## [What to do]
In the part of the records that opens with the first line and closes with the line containing "277L157 295L132 300L156", substitute "coarse mask" for every "rough mask". Write out that part again with nothing else changed.

Dataset items

——————

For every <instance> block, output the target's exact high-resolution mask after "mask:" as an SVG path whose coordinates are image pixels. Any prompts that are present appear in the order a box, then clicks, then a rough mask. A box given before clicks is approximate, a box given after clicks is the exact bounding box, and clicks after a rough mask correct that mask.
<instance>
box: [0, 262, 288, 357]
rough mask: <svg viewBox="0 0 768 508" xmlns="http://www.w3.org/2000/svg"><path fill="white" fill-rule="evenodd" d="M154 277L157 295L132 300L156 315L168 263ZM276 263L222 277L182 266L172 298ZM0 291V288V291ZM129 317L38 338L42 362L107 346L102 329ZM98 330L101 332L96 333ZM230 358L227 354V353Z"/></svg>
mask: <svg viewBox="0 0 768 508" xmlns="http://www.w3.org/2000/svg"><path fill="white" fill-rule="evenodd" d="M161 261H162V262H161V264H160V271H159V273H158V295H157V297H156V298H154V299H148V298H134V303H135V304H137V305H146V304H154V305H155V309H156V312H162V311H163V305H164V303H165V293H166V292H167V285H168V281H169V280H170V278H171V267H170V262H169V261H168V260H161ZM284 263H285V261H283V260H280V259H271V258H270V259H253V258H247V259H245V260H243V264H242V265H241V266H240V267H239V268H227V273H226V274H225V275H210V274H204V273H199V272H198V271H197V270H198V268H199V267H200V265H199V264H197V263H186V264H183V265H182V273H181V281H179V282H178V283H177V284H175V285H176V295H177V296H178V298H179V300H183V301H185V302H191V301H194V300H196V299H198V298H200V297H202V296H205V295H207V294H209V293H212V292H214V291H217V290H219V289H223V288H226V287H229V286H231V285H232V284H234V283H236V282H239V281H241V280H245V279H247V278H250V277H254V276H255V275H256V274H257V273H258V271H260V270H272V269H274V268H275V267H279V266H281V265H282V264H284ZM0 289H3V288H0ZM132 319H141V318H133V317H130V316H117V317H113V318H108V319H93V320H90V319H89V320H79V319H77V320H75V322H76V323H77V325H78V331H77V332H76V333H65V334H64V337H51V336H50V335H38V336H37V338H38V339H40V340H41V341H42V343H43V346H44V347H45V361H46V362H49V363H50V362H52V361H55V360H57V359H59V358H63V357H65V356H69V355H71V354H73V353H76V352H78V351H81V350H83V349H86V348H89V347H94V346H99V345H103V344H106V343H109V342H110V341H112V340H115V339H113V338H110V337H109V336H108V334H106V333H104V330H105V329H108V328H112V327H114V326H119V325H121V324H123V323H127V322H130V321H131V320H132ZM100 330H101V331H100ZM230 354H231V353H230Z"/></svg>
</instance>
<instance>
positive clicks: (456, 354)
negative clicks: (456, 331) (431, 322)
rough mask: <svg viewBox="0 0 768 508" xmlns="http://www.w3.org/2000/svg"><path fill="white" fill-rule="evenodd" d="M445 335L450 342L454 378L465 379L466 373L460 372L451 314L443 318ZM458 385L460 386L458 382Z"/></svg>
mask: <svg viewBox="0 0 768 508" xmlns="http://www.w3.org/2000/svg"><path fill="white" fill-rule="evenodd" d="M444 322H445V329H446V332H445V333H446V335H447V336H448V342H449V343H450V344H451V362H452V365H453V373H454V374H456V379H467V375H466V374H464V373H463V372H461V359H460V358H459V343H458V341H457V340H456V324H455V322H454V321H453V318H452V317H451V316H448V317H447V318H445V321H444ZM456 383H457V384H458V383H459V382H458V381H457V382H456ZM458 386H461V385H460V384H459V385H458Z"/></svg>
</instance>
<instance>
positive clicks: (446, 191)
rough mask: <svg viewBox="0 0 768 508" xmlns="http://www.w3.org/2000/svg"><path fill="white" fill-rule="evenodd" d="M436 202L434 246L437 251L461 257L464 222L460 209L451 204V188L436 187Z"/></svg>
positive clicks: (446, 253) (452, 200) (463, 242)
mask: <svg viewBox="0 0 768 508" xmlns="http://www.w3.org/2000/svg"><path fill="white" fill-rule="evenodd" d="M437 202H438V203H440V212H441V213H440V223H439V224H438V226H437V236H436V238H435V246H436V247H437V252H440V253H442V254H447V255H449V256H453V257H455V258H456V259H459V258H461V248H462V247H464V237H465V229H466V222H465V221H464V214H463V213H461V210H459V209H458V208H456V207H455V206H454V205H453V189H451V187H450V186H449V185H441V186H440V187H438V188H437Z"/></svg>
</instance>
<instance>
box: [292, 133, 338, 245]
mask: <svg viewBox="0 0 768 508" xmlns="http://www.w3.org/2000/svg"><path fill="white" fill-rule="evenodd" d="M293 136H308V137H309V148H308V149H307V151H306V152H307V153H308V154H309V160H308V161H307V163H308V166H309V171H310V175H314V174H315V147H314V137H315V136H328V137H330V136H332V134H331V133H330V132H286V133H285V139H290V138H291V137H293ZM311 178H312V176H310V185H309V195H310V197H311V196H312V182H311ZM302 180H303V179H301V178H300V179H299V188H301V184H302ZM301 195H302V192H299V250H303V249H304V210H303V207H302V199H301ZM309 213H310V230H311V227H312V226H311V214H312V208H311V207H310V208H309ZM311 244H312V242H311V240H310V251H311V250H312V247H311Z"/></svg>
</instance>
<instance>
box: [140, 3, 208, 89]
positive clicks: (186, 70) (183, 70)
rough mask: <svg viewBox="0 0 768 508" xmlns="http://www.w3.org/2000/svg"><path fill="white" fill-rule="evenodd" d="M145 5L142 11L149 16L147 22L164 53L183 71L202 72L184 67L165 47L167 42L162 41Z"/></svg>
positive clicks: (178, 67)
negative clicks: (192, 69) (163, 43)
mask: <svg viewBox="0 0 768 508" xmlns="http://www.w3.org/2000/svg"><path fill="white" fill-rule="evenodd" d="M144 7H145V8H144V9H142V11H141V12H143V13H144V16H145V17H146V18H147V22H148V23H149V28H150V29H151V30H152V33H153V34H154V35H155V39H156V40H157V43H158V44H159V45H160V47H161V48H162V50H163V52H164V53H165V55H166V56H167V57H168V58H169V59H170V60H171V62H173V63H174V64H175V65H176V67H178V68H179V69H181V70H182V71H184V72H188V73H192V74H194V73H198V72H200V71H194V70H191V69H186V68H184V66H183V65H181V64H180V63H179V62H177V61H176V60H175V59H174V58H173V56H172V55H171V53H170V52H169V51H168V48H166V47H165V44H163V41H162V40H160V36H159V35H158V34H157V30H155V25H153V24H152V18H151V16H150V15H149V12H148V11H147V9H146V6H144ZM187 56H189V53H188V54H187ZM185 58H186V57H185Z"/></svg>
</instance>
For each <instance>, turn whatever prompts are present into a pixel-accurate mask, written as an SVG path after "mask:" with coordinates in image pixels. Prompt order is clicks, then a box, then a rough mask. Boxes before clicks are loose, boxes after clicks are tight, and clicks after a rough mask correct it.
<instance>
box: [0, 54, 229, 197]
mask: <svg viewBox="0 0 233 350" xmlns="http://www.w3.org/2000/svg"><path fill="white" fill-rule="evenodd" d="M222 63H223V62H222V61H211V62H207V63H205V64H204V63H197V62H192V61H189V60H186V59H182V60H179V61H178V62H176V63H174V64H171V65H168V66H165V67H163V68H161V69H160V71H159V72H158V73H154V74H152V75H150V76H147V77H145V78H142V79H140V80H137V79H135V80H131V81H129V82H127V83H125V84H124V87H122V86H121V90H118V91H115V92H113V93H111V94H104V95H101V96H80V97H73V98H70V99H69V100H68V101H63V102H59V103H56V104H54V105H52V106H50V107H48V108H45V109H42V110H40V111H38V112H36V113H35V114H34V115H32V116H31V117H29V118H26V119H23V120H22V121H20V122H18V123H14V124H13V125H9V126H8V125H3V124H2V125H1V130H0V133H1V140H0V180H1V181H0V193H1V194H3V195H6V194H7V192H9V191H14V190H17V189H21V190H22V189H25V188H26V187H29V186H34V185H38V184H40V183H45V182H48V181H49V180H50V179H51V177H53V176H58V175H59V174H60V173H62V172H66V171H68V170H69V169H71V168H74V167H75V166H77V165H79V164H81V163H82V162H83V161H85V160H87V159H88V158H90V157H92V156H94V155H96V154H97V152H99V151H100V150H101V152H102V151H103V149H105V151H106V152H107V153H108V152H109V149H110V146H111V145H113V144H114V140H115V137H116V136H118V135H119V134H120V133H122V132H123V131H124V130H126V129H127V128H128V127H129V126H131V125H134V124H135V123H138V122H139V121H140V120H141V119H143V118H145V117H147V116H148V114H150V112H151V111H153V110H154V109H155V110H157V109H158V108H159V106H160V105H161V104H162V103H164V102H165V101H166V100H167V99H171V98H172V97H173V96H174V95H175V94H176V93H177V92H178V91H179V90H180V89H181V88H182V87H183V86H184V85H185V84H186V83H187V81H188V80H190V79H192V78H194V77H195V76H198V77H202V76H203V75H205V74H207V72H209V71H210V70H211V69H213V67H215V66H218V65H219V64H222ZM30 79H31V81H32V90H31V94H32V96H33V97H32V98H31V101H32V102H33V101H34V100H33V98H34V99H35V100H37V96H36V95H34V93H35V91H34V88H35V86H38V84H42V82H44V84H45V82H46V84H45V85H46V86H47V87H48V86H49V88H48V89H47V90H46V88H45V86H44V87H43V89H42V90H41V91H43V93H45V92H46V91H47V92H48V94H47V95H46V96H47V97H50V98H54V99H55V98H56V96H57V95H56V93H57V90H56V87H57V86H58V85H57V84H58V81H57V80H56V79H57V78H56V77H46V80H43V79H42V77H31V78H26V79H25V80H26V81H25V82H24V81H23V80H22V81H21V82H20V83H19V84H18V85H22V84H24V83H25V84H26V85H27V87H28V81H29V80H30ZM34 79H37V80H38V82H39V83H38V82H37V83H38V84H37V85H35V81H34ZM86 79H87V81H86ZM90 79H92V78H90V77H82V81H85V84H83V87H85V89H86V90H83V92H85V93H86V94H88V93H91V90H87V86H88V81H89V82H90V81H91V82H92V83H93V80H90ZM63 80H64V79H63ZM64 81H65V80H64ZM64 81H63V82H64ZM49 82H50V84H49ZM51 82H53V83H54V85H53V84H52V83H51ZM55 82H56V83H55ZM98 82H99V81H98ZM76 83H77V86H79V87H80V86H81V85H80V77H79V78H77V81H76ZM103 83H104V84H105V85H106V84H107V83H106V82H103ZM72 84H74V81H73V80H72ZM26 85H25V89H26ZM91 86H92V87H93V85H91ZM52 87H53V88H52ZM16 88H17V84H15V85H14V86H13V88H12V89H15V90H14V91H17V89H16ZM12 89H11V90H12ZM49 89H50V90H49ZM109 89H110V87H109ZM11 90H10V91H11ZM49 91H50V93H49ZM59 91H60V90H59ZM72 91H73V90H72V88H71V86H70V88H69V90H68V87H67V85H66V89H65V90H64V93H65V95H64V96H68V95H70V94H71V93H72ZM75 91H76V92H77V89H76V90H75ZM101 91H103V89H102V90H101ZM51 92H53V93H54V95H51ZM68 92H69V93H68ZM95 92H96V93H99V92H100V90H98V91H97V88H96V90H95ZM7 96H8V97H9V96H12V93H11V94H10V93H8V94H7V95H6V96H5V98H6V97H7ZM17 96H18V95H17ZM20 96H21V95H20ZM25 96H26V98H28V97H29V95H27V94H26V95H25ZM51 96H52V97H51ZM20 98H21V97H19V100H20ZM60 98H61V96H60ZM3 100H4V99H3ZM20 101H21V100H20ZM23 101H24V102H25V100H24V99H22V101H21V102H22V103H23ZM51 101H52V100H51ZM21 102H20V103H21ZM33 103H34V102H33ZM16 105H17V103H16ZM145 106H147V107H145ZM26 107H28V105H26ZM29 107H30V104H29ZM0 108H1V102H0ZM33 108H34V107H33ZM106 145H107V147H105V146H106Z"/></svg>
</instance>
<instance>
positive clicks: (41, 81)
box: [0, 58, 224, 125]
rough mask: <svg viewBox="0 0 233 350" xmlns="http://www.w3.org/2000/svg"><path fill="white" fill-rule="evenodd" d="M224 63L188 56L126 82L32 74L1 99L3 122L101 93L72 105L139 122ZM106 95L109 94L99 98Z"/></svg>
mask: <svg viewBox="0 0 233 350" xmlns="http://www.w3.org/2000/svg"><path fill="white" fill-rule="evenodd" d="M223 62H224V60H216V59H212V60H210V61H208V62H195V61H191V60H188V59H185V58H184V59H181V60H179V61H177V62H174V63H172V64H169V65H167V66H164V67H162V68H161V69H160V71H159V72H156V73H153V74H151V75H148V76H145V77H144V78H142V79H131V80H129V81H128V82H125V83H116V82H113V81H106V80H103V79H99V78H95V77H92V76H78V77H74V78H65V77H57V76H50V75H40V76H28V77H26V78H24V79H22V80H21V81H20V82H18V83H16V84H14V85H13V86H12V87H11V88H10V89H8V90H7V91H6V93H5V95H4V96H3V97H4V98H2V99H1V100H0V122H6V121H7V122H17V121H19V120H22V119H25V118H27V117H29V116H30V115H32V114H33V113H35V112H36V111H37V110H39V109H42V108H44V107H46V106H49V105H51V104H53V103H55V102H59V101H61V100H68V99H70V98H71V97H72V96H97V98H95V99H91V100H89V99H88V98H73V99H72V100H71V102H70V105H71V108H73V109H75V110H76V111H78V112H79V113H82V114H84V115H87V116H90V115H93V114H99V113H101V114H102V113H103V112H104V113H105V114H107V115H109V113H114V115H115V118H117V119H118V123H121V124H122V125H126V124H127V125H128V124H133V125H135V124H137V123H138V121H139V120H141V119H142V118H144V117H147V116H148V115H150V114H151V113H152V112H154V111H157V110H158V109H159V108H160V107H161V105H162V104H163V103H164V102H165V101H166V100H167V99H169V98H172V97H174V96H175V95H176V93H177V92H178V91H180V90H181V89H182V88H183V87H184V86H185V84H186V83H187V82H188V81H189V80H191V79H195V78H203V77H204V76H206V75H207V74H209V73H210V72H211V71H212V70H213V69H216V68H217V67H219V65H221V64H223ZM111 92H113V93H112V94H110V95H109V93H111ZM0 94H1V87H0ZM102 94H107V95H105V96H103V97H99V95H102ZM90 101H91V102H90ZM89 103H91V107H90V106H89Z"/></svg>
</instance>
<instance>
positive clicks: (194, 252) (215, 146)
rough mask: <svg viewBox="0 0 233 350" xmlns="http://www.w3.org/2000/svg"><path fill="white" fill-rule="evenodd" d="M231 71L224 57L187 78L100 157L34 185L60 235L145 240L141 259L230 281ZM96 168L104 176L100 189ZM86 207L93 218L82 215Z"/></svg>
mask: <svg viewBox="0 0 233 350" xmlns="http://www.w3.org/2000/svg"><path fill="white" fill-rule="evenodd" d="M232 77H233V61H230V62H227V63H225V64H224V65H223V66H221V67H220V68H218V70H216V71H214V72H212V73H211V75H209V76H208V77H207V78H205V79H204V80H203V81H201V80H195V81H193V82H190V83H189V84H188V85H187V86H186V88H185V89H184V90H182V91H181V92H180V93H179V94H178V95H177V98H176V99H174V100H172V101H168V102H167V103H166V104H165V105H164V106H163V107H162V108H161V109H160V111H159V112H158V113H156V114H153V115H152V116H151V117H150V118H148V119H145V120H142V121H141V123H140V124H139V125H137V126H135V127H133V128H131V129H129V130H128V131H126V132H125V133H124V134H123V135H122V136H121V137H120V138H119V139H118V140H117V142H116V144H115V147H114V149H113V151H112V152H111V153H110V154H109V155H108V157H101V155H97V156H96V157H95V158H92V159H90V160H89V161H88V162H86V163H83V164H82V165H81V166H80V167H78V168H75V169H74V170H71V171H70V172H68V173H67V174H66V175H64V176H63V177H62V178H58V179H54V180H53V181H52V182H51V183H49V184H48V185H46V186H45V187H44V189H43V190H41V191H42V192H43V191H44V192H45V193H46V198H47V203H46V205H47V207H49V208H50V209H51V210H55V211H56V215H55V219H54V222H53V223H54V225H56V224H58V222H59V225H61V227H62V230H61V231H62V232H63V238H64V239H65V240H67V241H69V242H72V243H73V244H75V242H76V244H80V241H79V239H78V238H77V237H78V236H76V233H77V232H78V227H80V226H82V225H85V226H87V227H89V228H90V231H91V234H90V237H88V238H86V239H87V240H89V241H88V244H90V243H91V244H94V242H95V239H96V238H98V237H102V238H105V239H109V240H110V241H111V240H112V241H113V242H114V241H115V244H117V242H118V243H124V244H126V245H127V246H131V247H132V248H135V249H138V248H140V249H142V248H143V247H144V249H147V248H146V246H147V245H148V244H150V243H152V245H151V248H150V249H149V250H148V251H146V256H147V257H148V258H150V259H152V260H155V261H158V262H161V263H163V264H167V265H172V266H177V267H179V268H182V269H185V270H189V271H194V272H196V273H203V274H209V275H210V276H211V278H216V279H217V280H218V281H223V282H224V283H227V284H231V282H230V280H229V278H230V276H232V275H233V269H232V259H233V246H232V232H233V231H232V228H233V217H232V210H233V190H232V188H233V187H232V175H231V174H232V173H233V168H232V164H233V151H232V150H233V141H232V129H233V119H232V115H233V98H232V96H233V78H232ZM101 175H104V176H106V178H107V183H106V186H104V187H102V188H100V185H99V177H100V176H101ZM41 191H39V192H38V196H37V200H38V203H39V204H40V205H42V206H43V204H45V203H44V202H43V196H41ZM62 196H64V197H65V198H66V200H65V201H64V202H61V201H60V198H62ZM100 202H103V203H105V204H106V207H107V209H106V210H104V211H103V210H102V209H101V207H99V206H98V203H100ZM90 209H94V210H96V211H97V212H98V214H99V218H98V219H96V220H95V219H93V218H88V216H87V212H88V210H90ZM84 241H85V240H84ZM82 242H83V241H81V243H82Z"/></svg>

——————

## [Answer area]
For every <instance> block, output the target's exact high-resolution mask after "mask:" as an SVG path whose coordinates are image pixels. Any prompts that are present appear in the order a box, then clicks, then a coarse mask. A box given before clicks is approximate, a box given after clicks is the exact bounding box, and clicks after a coarse mask correct that mask.
<instance>
box: [0, 262, 288, 357]
coarse mask: <svg viewBox="0 0 768 508" xmlns="http://www.w3.org/2000/svg"><path fill="white" fill-rule="evenodd" d="M154 277L157 295L132 300L156 315L168 263ZM276 263L222 277L182 266L172 298ZM0 291V288V291ZM129 317L38 338L42 362L107 346L102 329ZM98 330L101 332L96 333ZM230 358L227 354V353Z"/></svg>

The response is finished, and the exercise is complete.